Extracted text »

List:Commits« Previous MessageNext Message »
From:Sven Sandberg Date:December 17 2010 11:20am
Subject:Re: bzr commit into mysql-5.1-bugteam branch (Li-Bing.Song:3525)
Bug#58546
View as plain text  
Hi Li-bing,

Thanks for this work. If I understand correctly, the problem is that the 
SQL thread has started to execute a transaction that the IO thread has 
not completely copied. Normally, the IO thread will continue to copy the 
transaction so the slave SQL thread can finish the transaction. But if 
there is a STOP SLAVE in the middle of the transaction, the IO thread 
will leave a partial transaction. When the SQL thread is stopped, it has 
to roll back the transaction.

Your patch changes the order that the IO thread and the SQL thread are 
stopped. The idea is that the SQL thread can finish the transaction 
before the IO thread stops copying the transaction. I think this only 
works if the SQL thread does not stop in the middle of a transaction. 
AFAICS, it is possible that the SQL thread stops in the middle of a 
transaction even if the IO thread is running. See handle_slave_sql: the 
main loop is:

   while (!sql_slave_killed(thd,rli))

In each iteration of the loop it reads one event, not one transaction.

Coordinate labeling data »

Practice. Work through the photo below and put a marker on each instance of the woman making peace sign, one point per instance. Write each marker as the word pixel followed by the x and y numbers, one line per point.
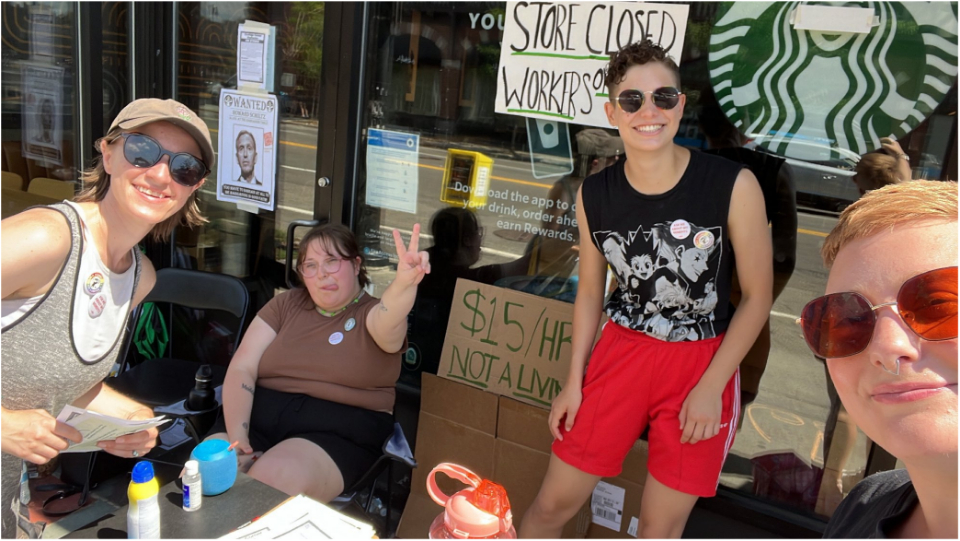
pixel 311 387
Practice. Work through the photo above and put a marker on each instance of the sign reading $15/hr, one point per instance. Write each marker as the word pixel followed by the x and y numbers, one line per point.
pixel 506 342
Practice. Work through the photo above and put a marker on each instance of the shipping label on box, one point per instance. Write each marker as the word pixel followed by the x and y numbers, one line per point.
pixel 509 343
pixel 607 505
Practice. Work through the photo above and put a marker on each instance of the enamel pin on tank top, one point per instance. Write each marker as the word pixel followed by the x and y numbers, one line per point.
pixel 667 278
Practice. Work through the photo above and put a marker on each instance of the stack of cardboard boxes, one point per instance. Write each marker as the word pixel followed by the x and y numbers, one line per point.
pixel 488 412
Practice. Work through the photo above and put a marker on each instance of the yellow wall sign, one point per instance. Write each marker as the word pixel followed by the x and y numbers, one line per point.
pixel 466 178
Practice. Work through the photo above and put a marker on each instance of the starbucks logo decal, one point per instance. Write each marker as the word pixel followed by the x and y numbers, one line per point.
pixel 797 90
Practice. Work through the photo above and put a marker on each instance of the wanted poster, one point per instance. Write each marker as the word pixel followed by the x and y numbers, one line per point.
pixel 43 113
pixel 248 154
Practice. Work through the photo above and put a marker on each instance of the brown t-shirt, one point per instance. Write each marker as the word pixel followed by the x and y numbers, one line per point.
pixel 332 358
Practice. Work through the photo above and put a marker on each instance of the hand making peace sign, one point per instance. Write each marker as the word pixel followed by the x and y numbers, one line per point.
pixel 413 265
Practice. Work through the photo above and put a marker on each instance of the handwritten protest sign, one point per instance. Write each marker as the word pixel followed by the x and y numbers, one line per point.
pixel 553 54
pixel 509 343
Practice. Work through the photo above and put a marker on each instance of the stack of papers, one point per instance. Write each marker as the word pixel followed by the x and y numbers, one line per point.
pixel 96 427
pixel 303 518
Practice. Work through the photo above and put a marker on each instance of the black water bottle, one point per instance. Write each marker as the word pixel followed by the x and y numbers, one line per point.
pixel 202 397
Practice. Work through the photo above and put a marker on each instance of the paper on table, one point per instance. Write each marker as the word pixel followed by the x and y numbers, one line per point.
pixel 303 518
pixel 96 427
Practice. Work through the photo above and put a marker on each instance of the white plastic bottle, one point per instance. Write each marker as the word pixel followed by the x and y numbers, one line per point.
pixel 143 514
pixel 192 487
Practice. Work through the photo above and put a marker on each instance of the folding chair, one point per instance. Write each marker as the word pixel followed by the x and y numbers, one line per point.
pixel 164 383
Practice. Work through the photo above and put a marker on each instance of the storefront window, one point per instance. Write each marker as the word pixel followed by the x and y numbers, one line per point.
pixel 39 91
pixel 431 74
pixel 116 67
pixel 235 241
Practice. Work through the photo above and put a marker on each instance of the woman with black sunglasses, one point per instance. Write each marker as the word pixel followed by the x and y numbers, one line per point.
pixel 669 223
pixel 71 274
pixel 888 330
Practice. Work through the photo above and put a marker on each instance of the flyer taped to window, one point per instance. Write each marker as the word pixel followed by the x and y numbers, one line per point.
pixel 247 164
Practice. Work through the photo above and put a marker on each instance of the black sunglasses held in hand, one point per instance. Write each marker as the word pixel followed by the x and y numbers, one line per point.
pixel 842 324
pixel 144 151
pixel 665 98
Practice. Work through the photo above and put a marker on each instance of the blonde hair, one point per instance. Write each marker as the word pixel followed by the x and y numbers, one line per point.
pixel 96 183
pixel 889 206
pixel 876 170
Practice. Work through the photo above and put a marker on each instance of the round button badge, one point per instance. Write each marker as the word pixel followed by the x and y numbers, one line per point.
pixel 94 283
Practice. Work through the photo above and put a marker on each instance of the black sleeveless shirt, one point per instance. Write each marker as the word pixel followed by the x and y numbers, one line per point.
pixel 670 252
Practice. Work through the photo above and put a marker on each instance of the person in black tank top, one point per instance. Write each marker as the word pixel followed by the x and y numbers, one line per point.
pixel 668 223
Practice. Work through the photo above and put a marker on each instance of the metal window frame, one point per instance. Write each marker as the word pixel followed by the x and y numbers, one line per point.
pixel 89 81
pixel 338 140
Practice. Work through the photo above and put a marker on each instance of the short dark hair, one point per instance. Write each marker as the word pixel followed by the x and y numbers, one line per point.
pixel 637 54
pixel 334 238
pixel 252 138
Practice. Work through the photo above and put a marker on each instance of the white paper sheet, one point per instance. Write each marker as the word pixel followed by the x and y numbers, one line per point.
pixel 96 427
pixel 303 518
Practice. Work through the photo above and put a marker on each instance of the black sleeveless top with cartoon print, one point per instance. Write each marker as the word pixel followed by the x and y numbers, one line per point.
pixel 670 252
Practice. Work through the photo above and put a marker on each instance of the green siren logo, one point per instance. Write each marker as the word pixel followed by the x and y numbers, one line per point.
pixel 797 90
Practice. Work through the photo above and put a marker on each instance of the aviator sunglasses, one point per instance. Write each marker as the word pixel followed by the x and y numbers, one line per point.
pixel 842 324
pixel 143 151
pixel 665 98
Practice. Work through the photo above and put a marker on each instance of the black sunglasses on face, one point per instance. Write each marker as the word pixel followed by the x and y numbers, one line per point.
pixel 143 151
pixel 666 98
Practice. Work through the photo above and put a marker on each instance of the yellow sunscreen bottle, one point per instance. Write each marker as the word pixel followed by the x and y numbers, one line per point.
pixel 143 514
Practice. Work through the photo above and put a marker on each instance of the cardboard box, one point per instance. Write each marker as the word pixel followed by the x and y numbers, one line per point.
pixel 522 457
pixel 498 438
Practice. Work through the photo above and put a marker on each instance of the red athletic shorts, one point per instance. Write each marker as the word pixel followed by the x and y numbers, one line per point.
pixel 634 380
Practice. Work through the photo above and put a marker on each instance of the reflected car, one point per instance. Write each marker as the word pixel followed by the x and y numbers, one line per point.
pixel 823 176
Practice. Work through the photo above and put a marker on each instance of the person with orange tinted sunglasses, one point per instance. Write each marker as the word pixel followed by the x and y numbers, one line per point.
pixel 887 328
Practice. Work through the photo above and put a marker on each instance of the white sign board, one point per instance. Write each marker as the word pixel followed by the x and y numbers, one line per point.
pixel 246 172
pixel 553 54
pixel 255 49
pixel 393 169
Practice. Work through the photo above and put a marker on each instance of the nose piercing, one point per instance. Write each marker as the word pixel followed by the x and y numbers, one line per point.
pixel 897 373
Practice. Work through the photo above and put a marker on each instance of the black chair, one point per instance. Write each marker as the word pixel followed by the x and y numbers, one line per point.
pixel 165 383
pixel 396 450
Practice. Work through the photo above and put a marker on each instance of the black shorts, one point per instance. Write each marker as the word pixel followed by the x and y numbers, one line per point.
pixel 352 436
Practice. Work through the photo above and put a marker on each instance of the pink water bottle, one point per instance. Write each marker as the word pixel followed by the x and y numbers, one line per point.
pixel 480 511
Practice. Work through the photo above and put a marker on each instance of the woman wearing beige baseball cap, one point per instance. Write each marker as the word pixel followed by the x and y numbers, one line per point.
pixel 71 272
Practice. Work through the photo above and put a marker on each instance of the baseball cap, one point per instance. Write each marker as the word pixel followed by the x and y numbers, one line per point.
pixel 147 110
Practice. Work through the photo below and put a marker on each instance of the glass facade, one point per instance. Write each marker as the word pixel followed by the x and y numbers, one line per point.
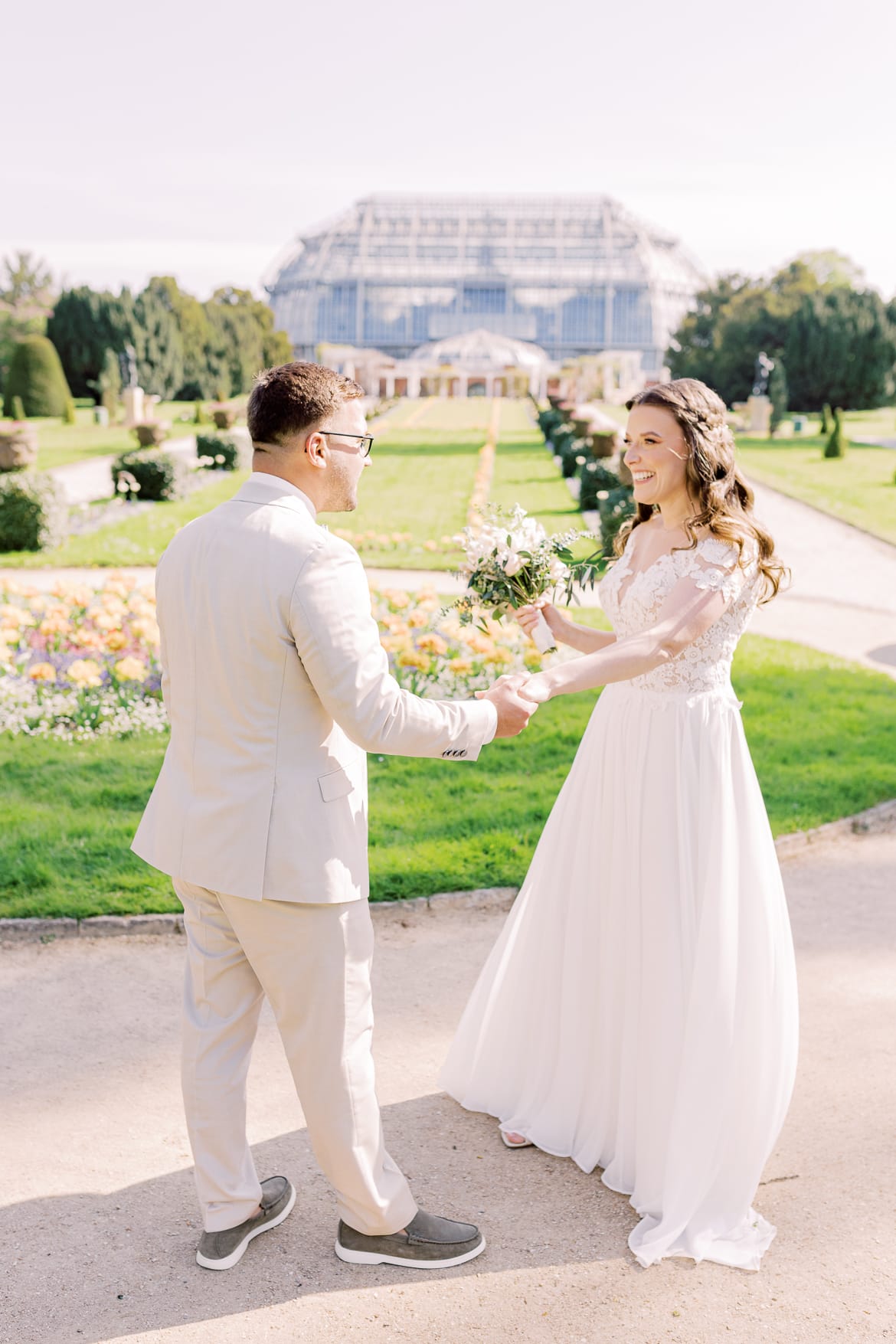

Direction A » In the listing, copy the lines from the one containing "the black water" up to and including the one containing "pixel 202 397", reproducing them without any change.
Direction B » Continue the code review of the Bug#58546 patch from where it stops.

Final answer A »
Practice. Work through the photo above and put a marker on each instance of the black water bottle, one point per instance. Write each marker as the word pixel followed by the x and y numbers, one line per point.
pixel 202 397

Final answer B »
Another problem is that we want STOP SLAVE to execute fast. I don't 
think we can make STOP SLAVE wait for the IO thread to finish copy the 
transaction. That could even make STOP SLAVE hang for a long time on big 
transactions or if there is a network problem. I can imagine a few 
possible solutions if we want to allow more robust start/stop of 
replication:

1. Add an option to STOP SLAVE that makes it wait until the SQL thread 
has finished executing the current transaction.

2. Add an option to CHANGE MASTER that makes the SQL thread begin 
transactions only after the entire transaction has been copied from the 
master.

Also, I wonder if there may be other ways to fix the bug in rpl_packet, 
perhaps just add sync_slave_with_master. But I don't know what the exact 
problem with rpl_packet is. Let's discuss this on IRC.

/Sven



On 12/17/2010 11:21 AM, Li-Bing.Song@stripped wrote:
> #At file:///home/anders/Work/bzrwork/wt1/mysql-5.1-bugteam/ based on
> revid:li-bing.song@stripped
>
>   3525 Li-Bing.Song@stripped	2010-12-17
>        Bug#58546 test rpl_packet timeout failure sporadically on PB
>
>        rpl_packet got a timeout failure sporadically on PB when stopping
>        slave. The real reason of this bug is that STOP SLAVE stopped
>        IO thread first and then stopped SQL thread. It was
>        possible that IO thread stopped after replicating part of a
>        transaction which SQL thread was executing. SQL thread would
>        be hung if the transaction could not be rolled back safely.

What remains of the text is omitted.